— Begin Excerpt —

Integer Binary Search – proper implementation

Правка en7, от rembocoder, 2023-03-01 07:27:04

It seems, there are so many materials on binary search already that everyone must know how to code it, however every material seems to tell its own approach, and I see people being lost and still making bugs on such a simple thing. That's why I want to tell you about an approach which I find the most elegant. Of all the variety of articles, I saw my approach only in this comment (but less generalized).

UPD: Also in the nor's blog.

The problem

Suppose you want to find the last element less than x in a sorted array and just store a segment of candidates for the answer [l, r]. If you write:

int l = 0, r = n - 1; // the segment of candidates
while (l < r) { // there are more than 1 candidate
    int mid = (l + r) / 2;
    if (a[mid] < x) {
        l = mid;
    } else {
        r = mid - 1;
    }
}
cout << l;

...you will run into a problem: suppose l = 3, r = 4, then mid = 3. If a[mid] < x, you will end up in a loop (the next iteration will be again on [3, 4]).

Okay, it can be fixed with rounding mid up – mid = (l + r + 1) / 2. But we have another problem: what if there are no such elements in the array? We would need an extra check for that case. As a result, we have a pretty ugly code that is not generalized very well.

My approach

Let's generalize the problem we want to solve. We have a statement about an integer number n that is true for integers smaller than some bound, but then always stays false once n exceeded that bound. We want to find the last n for which the statement is true.

First of all, we will use half-intervals instead of segments (one border is inclusive, another is non-inclusive). Half-intrevals are in general very useful, elegant and conventional in programming, I recommend using them as much as possible. In that case we will choose some small l for which we know in before the statement is true and some big r for which we know it's false. Then the range of candidates is [l, r).

— End Excerpt —

→ **Set tasks**
1. List every variable that the code in the binary search post declares.
2. In the binary search post, rewrite the part between "It seems, there" and "(but less generalized).", inclusive, swapping "approach" for "idea".

— Begin Data —

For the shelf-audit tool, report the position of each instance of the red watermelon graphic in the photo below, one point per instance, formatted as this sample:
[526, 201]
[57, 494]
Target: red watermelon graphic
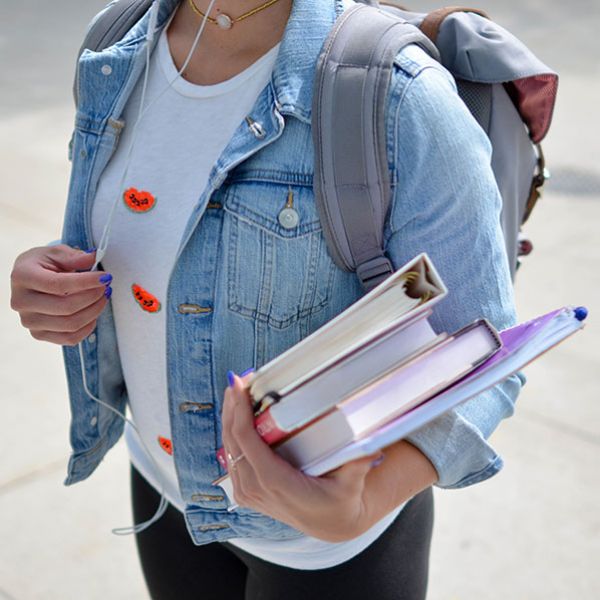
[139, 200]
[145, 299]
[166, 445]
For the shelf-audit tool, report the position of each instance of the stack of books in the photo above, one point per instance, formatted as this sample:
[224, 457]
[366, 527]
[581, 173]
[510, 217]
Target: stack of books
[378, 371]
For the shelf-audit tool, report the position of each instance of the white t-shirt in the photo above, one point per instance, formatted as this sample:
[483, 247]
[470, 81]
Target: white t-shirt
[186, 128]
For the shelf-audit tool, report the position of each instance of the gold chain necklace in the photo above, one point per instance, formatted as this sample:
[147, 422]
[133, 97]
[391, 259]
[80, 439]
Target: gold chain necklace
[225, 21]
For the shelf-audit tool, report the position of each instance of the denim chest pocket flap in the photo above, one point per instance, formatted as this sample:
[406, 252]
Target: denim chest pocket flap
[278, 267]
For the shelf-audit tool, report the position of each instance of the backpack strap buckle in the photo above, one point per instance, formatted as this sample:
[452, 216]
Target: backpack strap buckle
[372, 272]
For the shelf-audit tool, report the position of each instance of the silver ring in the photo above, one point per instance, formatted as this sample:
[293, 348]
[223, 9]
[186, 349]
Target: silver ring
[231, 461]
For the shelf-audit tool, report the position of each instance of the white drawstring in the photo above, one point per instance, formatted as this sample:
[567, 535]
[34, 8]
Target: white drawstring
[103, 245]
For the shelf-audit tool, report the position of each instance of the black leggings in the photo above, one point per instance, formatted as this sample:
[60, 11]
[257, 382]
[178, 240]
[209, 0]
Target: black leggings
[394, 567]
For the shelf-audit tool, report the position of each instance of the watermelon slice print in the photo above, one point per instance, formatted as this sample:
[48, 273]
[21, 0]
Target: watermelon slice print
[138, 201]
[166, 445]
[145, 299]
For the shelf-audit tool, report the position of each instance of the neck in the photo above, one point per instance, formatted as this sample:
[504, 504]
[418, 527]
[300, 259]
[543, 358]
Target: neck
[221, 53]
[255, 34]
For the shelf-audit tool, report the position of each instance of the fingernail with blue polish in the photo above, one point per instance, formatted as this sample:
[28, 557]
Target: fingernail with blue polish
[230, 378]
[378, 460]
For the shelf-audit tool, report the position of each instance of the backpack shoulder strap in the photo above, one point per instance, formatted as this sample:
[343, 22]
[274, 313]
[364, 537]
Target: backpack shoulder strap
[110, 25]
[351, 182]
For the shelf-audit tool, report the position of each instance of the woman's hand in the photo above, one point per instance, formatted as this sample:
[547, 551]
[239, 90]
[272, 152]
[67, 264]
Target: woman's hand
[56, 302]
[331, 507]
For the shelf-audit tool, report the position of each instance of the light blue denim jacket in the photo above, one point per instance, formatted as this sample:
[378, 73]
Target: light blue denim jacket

— End Data —

→ **Outputs in order**
1. l, r, mid

2.
It seems, there are so many materials on binary search already that everyone must know how to code it, however every material seems to tell its own idea, and I see people being lost and still making bugs on such a simple thing. That's why I want to tell you about an idea which I find the most elegant. Of all the variety of articles, I saw my idea only in this comment (but less generalized).